TEXT TO READ.
Llama 3 Trivia : For the Enquiring Minds

3 min readApr 21, 2024

Meet Llama 3, Meta’s latest leap into the world of Generative AI — this new foundation model is setting the stage for some exciting developments.

Wondering what makes Llama 3 tick and it’s consequences ? Let me dive into the intuitive side of things and unpack what this could mean for the future of AI.

For those of you hungry for the hardcore technical details, check out these links: [Here], [Here], and GitHub [Here]. Let’s get into it!

1 — Correlation or Causation ? — Nvidia falls 10% as Llama 3 hits the market

May be both, but rest assured Llama 3 does make developing grounds up foundation models a luxury for most of the companies.

The word on the street is that Meta spent anywhere between $100M — $1B, over 7.7M GPU hours on (reportedly) 600,000 H100s.
Please add comments as and when you see more reliable numbers. The model card has good details.

And, free to use till and commercial license required only if you have more than 700M monthly active users (I think almost all of us fall in that group of plebeians 🙃) If you don’t believe me, please check their license !!

2 — But, Meta still can’t get more R-E-S-P-E-C-T

“Basically they leveled the playing field in AI while keeping their edge on the social media market “ — Heard at Twitter or LinkedIn

3 — Llama 3 does disrupt the market , even though it is still an evolution and not a revolution

4 — Data is everything !

I think the major innovation in Llama 3 is the way they use data

Llama 3 is only 300 lines of code (of course, over millions of PyTorch). You just need something robust that you can pour trillions of tokens of high quality training data into (15T+ for Llama 3). (Ref : Nice write up by Tobias Zwingmann in LinkedIn [Here])

Lots of interesting data layer tweaks — Better tokenizer, Massive pre-training corpus, Filtering pre training data, Overtraining/Post training data quality, curating the data mix (for best performance) and performing multiple rounds of QA on human annotations.
The evolution in architecture helped - but attention to data quality and the data pipeline are the main innovation
Their data filtering pipelines include heuristic filters, NSFW filters, semantic deduplication approaches, and text classifiers to predict data quality. And this was done mainly by Llama 2 !

RECORDS PROVIDED.
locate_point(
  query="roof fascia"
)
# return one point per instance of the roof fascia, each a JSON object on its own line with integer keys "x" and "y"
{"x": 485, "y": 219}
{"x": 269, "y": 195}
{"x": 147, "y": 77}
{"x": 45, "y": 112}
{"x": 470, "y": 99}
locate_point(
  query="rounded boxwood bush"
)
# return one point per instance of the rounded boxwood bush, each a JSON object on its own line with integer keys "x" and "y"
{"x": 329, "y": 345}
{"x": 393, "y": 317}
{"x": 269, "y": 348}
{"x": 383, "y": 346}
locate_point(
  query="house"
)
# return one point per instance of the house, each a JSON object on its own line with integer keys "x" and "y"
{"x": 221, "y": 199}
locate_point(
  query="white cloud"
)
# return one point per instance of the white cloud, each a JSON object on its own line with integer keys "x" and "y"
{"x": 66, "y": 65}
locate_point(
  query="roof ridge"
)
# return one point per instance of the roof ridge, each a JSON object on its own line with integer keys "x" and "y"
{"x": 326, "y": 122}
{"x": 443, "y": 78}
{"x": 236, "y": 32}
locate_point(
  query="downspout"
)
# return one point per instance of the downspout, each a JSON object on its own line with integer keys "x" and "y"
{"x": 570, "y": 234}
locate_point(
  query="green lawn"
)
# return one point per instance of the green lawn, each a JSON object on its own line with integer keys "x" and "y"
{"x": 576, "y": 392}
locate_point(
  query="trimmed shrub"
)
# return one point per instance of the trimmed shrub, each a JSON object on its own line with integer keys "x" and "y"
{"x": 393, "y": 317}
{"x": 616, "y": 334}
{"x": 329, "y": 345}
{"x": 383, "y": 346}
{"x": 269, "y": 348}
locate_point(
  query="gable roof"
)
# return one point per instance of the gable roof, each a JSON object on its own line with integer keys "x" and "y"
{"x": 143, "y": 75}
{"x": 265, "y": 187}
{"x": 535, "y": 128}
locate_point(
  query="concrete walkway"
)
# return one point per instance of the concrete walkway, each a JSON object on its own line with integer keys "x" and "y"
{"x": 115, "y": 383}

EXERCISE SET.
1/ According to the Llama 3 post, above what number of monthly active users is a commercial license required?
2/ Copy the Llama 3 post word for word, starting at the words "Llama 3 Trivia" and stopping after "of the companies.".
Answer from the Llama 3 post alone.

LIST OF SOLUTIONS.
1/ More than 700M monthly active users.

2/
Llama 3 Trivia : For the Enquiring Minds

3 min readApr 21, 2024

Meet Llama 3, Meta’s latest leap into the world of Generative AI — this new foundation model is setting the stage for some exciting developments.

Wondering what makes Llama 3 tick and it’s consequences ? Let me dive into the intuitive side of things and unpack what this could mean for the future of AI.

For those of you hungry for the hardcore technical details, check out these links: [Here], [Here], and GitHub [Here]. Let’s get into it!

1 — Correlation or Causation ? — Nvidia falls 10% as Llama 3 hits the market

May be both, but rest assured Llama 3 does make developing grounds up foundation models a luxury for most of the companies.